Collection entries →
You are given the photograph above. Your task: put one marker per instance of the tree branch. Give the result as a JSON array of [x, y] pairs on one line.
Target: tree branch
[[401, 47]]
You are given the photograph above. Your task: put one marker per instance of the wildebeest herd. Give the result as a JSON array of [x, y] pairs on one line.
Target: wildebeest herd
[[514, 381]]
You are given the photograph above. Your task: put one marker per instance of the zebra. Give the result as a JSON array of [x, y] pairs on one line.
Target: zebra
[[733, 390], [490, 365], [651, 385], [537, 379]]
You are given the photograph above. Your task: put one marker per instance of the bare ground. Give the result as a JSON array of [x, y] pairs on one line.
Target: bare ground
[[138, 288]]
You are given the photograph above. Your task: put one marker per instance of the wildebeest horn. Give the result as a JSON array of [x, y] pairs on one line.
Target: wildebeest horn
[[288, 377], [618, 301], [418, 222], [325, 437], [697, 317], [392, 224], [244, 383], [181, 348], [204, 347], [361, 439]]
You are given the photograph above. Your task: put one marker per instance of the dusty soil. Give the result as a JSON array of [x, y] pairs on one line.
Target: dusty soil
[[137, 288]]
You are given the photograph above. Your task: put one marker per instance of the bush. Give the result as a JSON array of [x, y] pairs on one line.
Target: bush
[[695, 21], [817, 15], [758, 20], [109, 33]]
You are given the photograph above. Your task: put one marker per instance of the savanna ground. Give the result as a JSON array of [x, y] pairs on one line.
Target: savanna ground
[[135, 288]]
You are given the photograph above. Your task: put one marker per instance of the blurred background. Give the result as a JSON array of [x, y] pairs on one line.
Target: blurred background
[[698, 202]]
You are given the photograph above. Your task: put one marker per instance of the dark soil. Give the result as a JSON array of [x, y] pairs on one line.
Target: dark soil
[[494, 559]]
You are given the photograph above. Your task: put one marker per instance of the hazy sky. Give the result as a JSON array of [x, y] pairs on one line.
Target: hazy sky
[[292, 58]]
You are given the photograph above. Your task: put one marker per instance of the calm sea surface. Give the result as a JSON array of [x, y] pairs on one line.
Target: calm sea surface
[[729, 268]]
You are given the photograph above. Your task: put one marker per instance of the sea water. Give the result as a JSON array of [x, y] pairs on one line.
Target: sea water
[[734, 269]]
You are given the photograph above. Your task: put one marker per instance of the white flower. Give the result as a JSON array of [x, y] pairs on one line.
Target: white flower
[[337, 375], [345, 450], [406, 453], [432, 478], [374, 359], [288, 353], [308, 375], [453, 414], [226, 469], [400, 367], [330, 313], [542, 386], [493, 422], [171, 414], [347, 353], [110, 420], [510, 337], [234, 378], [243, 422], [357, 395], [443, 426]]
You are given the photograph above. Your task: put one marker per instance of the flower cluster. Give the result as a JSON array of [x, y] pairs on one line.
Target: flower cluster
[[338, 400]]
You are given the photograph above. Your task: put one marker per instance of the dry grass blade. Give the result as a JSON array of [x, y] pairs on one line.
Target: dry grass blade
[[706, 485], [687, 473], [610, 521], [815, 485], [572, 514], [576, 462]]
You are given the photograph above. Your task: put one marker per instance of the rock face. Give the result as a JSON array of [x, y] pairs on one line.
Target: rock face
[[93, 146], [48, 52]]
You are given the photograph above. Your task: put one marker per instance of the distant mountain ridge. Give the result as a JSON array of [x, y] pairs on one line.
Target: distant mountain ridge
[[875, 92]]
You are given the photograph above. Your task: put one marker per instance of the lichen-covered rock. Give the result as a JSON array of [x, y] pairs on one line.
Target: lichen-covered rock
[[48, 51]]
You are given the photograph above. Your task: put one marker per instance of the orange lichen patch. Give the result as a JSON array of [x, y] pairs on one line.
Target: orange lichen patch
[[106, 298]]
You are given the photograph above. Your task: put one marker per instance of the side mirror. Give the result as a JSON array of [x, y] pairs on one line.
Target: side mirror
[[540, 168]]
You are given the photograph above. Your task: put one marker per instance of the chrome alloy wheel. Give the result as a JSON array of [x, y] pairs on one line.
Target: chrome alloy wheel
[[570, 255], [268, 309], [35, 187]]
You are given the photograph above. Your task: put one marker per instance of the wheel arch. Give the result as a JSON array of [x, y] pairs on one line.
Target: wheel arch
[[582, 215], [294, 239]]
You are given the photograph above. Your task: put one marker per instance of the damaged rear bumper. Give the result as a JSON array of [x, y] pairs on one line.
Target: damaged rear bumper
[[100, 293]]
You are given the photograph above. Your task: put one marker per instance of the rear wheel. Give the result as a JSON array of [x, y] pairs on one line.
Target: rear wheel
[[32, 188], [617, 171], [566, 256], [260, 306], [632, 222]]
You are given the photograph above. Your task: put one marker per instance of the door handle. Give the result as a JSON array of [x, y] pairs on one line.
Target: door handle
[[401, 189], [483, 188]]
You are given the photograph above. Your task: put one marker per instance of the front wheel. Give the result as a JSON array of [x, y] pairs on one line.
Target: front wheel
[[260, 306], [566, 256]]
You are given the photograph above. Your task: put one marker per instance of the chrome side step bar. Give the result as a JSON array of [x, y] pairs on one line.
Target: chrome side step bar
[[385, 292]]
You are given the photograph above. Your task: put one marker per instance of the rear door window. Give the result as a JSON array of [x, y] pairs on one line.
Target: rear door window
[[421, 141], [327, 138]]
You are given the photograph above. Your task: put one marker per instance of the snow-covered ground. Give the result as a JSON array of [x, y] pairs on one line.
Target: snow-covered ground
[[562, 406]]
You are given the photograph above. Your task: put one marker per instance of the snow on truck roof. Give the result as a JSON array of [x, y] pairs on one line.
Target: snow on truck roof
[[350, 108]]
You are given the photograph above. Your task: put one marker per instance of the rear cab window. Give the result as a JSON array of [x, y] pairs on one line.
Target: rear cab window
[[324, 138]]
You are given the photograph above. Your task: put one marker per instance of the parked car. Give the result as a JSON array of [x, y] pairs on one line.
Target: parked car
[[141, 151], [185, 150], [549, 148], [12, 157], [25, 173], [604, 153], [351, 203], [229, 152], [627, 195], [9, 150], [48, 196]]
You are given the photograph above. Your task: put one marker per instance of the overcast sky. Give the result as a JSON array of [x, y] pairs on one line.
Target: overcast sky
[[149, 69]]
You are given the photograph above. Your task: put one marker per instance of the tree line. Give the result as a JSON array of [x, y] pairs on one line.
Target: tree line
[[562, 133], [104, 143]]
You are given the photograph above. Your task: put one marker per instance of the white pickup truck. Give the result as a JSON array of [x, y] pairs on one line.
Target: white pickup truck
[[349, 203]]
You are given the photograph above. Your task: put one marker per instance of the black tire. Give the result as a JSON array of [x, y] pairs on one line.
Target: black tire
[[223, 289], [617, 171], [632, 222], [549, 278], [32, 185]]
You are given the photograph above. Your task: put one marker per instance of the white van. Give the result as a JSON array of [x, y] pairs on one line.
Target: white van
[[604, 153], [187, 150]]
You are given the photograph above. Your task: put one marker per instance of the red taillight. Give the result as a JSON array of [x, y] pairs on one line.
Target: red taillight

Exercise directions → Filter the lines above, keeping and copying those that contain "taillight".

Output of the task →
You are given the photograph above. Your task: put one marker per instance of the red taillight. Give the result as a JSON array of [x, y] pairs on one line.
Target: red taillight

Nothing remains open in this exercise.